WHAT IS REQUIRED »
Below are some records; reproduce every one of them exactly.

RECORDS SUPPLIED »
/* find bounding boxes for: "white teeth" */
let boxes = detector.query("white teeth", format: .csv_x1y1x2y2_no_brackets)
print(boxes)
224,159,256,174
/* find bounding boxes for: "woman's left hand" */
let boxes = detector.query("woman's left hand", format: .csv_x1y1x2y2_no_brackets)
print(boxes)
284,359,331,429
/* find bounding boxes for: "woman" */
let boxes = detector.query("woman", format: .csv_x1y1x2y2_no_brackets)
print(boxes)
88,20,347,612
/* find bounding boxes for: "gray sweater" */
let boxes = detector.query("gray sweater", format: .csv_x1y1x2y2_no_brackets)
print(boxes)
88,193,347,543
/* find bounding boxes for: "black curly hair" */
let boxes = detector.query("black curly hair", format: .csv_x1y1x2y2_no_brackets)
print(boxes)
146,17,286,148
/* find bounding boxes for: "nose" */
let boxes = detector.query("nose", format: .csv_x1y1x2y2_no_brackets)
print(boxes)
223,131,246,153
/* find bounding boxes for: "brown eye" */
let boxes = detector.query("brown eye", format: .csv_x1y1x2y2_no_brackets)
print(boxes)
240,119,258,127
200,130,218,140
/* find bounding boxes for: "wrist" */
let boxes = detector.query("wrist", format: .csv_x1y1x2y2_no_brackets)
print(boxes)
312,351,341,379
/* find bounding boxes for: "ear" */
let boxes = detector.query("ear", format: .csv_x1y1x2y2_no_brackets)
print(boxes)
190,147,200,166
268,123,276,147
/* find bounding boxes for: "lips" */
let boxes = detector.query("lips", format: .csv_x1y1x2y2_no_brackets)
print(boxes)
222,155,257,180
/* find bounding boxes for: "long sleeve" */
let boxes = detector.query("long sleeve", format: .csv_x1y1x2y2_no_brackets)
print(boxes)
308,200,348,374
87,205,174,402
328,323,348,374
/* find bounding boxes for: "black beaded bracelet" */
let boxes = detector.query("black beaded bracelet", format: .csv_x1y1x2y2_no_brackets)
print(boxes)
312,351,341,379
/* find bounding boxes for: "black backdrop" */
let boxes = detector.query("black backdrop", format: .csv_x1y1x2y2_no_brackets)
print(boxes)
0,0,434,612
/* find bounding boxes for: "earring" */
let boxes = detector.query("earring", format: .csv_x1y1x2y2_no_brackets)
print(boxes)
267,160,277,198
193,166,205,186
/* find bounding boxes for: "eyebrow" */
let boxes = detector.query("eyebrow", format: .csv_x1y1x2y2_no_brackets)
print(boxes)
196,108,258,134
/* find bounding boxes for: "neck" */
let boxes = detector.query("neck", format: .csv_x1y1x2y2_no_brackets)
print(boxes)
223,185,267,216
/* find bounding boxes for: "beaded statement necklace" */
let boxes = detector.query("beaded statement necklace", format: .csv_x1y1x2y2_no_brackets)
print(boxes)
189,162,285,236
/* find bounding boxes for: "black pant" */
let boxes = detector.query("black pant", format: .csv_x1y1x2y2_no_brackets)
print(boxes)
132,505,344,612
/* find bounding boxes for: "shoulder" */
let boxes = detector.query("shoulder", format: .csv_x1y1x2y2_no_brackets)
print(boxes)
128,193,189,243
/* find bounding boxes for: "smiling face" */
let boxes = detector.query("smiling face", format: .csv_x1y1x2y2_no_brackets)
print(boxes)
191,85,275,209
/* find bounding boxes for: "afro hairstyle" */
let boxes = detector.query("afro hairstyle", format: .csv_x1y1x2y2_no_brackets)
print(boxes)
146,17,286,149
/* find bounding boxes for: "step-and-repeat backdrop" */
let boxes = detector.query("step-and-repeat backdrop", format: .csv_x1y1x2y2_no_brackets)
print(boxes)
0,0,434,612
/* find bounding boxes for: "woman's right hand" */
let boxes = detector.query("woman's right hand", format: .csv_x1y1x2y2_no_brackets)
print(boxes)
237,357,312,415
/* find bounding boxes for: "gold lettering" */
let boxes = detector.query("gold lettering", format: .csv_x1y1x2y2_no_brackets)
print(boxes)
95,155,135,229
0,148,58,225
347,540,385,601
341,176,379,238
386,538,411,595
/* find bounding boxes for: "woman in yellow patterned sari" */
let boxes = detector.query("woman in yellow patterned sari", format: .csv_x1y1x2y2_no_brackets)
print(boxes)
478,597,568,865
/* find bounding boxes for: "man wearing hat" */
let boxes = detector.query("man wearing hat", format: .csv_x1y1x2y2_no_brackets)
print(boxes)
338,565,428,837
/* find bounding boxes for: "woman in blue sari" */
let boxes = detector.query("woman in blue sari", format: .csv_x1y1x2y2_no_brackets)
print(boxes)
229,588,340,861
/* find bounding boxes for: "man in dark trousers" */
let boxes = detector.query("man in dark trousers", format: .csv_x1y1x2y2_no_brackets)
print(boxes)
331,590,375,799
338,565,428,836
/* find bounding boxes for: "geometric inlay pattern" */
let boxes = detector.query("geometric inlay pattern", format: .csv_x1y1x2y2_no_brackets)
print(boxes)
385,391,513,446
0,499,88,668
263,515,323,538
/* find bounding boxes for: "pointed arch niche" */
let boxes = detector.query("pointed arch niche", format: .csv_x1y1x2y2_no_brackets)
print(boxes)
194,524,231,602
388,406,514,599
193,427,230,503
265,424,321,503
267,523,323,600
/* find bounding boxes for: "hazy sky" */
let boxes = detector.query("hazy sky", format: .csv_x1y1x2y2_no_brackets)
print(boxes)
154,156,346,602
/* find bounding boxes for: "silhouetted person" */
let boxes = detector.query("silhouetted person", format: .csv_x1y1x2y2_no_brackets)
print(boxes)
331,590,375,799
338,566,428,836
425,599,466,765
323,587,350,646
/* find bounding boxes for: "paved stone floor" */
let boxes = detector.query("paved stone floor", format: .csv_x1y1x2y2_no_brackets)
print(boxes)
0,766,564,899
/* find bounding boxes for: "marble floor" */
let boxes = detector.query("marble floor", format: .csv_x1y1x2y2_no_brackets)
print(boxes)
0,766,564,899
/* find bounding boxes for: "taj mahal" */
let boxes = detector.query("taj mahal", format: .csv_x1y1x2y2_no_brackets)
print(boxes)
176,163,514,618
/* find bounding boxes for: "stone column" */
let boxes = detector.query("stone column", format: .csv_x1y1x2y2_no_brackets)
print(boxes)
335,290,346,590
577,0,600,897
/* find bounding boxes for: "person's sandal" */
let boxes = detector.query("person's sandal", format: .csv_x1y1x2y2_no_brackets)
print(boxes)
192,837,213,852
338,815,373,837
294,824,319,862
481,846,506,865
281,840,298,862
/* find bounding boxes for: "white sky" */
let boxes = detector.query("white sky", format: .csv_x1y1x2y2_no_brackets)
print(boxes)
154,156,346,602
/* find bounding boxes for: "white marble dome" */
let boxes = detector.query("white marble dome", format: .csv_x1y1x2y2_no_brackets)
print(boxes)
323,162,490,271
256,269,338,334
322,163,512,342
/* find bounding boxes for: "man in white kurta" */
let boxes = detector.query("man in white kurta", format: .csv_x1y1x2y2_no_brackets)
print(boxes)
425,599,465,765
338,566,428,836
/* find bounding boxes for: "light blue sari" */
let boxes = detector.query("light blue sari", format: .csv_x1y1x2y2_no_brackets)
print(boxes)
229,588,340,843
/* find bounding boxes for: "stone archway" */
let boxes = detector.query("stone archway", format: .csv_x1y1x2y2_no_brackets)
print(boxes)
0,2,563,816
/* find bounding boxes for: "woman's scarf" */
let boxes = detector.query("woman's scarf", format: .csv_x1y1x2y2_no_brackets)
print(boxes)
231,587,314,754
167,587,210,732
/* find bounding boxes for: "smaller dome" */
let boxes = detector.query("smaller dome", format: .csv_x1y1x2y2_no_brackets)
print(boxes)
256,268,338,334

RESPONSE TO THE EXERCISE »
/* find bounding boxes for: "white teeth" */
let boxes = detector.query("white teeth", format: .csv_x1y1x2y2_no_brackets)
print(boxes)
224,159,256,174
/* find bounding boxes for: "woman's left hand" */
let boxes = detector.query("woman's left hand", format: .csv_x1y1x2y2_no_brackets)
print(boxes)
284,359,331,429
/* find bounding boxes for: "woman" */
let boxes = detector.query("woman", format: .csv_x1y1x2y2_no_brackets)
print(boxes)
88,20,347,612
/* find bounding boxes for: "gray sweater" */
let boxes = detector.query("gray sweater", format: .csv_x1y1x2y2_no_brackets)
print(boxes)
88,193,347,543
/* find bounding boxes for: "black curly hair" */
let boxes = detector.query("black curly hair", format: .csv_x1y1x2y2_no_brackets)
print(boxes)
146,17,286,148
/* find bounding boxes for: "nose" */
let boxes = detector.query("nose", format: .csv_x1y1x2y2_no_brackets)
print(boxes)
223,131,246,153
/* find bounding boxes for: "brown eye" */
let boxes = detector.query("brown eye", format: .csv_x1y1x2y2_no_brackets)
print(boxes)
240,119,258,127
200,130,218,140
/* find bounding boxes for: "wrist" */
let boxes = detector.query("wrist", format: .csv_x1y1x2y2_no_brackets)
print(boxes)
312,351,341,379
/* find bounding boxes for: "ear" */
let boxes = detector.query("ear", format: .csv_x1y1x2y2_no_brackets)
print(boxes)
190,147,200,166
268,123,276,147
/* find bounding boxes for: "lips" */
let boxes = detector.query("lips", format: .csv_x1y1x2y2_no_brackets)
print(boxes)
222,155,257,180
/* find bounding boxes for: "long sleeve" */
let boxes = detector.query("long sleeve", format: .csv_x1y1x2y2_no_brackets)
print(boxes)
308,200,348,374
87,205,174,402
328,323,348,374
/* find bounding boxes for: "black beaded bracelet" */
let boxes = detector.query("black beaded bracelet", format: .csv_x1y1x2y2_no_brackets)
print(boxes)
312,351,341,379
/* find bounding boxes for: "black backdrop" */
let boxes = detector.query("black backdrop", format: .csv_x1y1x2y2_no_brackets)
print(boxes)
0,0,434,612
/* find bounding boxes for: "earring" */
let boxes = detector.query("earring", format: .csv_x1y1x2y2_no_brackets)
print(boxes)
267,160,277,198
193,166,205,186
/* find bounding boxes for: "eyebrow" */
let boxes = detector.query("eyebrow", format: .csv_x1y1x2y2_no_brackets)
print(boxes)
196,108,258,134
/* find bounding boxes for: "neck" */
let boxes = detector.query("neck", format: .csv_x1y1x2y2_no_brackets)
print(boxes)
223,185,267,216
/* find bounding boxes for: "beaded statement necklace" */
let boxes = detector.query("beaded statement necklace", format: .csv_x1y1x2y2_no_brackets)
print(boxes)
189,162,285,236
/* find bounding boxes for: "black pant" */
let boxes = detector.query("black pant", format: .csv_x1y1x2y2_no_brackets)
print(boxes)
132,505,344,612
/* find bounding boxes for: "shoulder" */
let boxes = detector.query("shoulder", format: .csv_x1y1x2y2_no_brackets)
print(boxes)
128,193,189,243
/* find bounding boxes for: "smiling face" */
let boxes = detector.query("smiling face", format: .csv_x1y1x2y2_no_brackets)
print(boxes)
191,85,275,209
/* find bounding boxes for: "afro hairstyle" */
let boxes = detector.query("afro hairstyle", format: .csv_x1y1x2y2_no_brackets)
print(boxes)
146,17,286,149
/* find bounding boxes for: "step-and-repeat backdrop" */
let boxes = detector.query("step-and-repeat backdrop", format: .csv_x1y1x2y2_no_brackets)
print(boxes)
0,0,434,612
/* find bounding boxes for: "woman's right hand" */
let boxes = detector.query("woman's right hand", format: .csv_x1y1x2y2_no_brackets)
print(boxes)
237,357,312,415
/* find bounding boxes for: "gold lettering" */
let boxes = detector.query("gold lettering", format: .csv_x1y1x2y2_no_brackets)
print(boxes)
95,155,135,229
0,148,58,225
347,540,385,601
341,176,379,238
386,538,411,595
/* find bounding boxes for: "woman in yellow patterned sari" */
let boxes = detector.query("woman in yellow patterned sari", format: .csv_x1y1x2y2_no_brackets)
print(boxes)
478,597,568,865
/* find bounding boxes for: "man wearing hat" */
let boxes = detector.query("man wearing hat", format: .csv_x1y1x2y2_no_brackets)
print(boxes)
338,565,428,837
/* find bounding boxes for: "woman in blue sari" */
let boxes = detector.query("woman in blue sari", format: .csv_x1y1x2y2_no_brackets)
print(boxes)
229,588,340,861
/* find bounding boxes for: "man in dark trousers" */
let boxes = detector.query("man in dark trousers", format: .csv_x1y1x2y2_no_brackets)
print(boxes)
331,590,375,799
338,565,428,836
/* find bounding boxes for: "geometric inlay pattern" */
let boxes = detector.query("geometric inlay pattern", format: .csv_x1y1x2y2_no_brackets)
print(boxes)
385,391,513,446
0,499,88,668
263,515,323,538
/* find bounding boxes for: "pointed arch niche" */
let boxes = detector.query("pointed arch niche", format: .csv_x1y1x2y2_no_brackets)
print(boxes)
194,524,231,602
388,406,514,599
193,427,230,503
265,424,321,503
267,523,323,600
/* find bounding boxes for: "hazy sky" */
let boxes = detector.query("hazy sky", format: .csv_x1y1x2y2_no_brackets)
print(boxes)
154,156,346,602
/* find bounding boxes for: "silhouetted person" */
let boxes = detector.query("silhouetted person", format: .csv_x1y1x2y2_no_brackets)
print(boxes)
331,590,375,799
338,566,428,836
425,599,466,765
323,587,350,646
/* find bounding boxes for: "paved stone floor" */
let boxes = detector.query("paved stone floor", format: .csv_x1y1x2y2_no_brackets)
print(boxes)
0,766,564,899
/* find bounding boxes for: "marble floor" */
let boxes = detector.query("marble floor", format: .csv_x1y1x2y2_no_brackets)
print(boxes)
0,766,564,899
/* find bounding boxes for: "taj mahal" */
let boxes = detector.query("taj mahal", format: .csv_x1y1x2y2_no_brackets)
print(boxes)
176,163,514,618
/* find bounding boxes for: "stone column" */
let boxes = detector.query("stone column", format: .csv_x1y1x2y2_no_brackets)
print(boxes)
335,290,346,590
577,0,600,897
/* find bounding boxes for: "person's sandal" */
let boxes = detector.query("person's sandal", format: .csv_x1y1x2y2_no_brackets)
print(boxes)
192,837,213,852
338,815,373,837
294,824,319,862
481,846,506,865
281,840,298,862
/* find bounding boxes for: "white sky" */
let boxes = detector.query("white sky", format: .csv_x1y1x2y2_no_brackets)
print(boxes)
154,156,346,602
/* find bounding boxes for: "white marble dome" */
let boxes = detector.query("white marble dome", format: .csv_x1y1x2y2_no_brackets)
print(boxes)
323,162,490,271
256,269,338,334
322,163,512,342
/* find bounding boxes for: "man in white kurta" */
let boxes = detector.query("man in white kurta", format: .csv_x1y1x2y2_no_brackets)
print(boxes)
425,599,465,765
338,566,428,836
/* find bounding boxes for: "light blue sari" */
let boxes = detector.query("light blue sari", format: .csv_x1y1x2y2_no_brackets)
print(boxes)
229,588,340,843
/* find bounding boxes for: "stone archway" */
let boxes = detector.query("stone archway", format: .csv_x1y1x2y2_no_brackets)
print(boxes)
0,2,563,816
/* find bounding boxes for: "woman's scarf" */
let boxes = detector.query("woman's scarf", format: .csv_x1y1x2y2_no_brackets)
print(boxes)
231,587,314,754
167,587,210,732
/* find bounding boxes for: "smaller dome" */
let boxes = detector.query("smaller dome", format: .csv_x1y1x2y2_no_brackets)
print(boxes)
256,268,338,334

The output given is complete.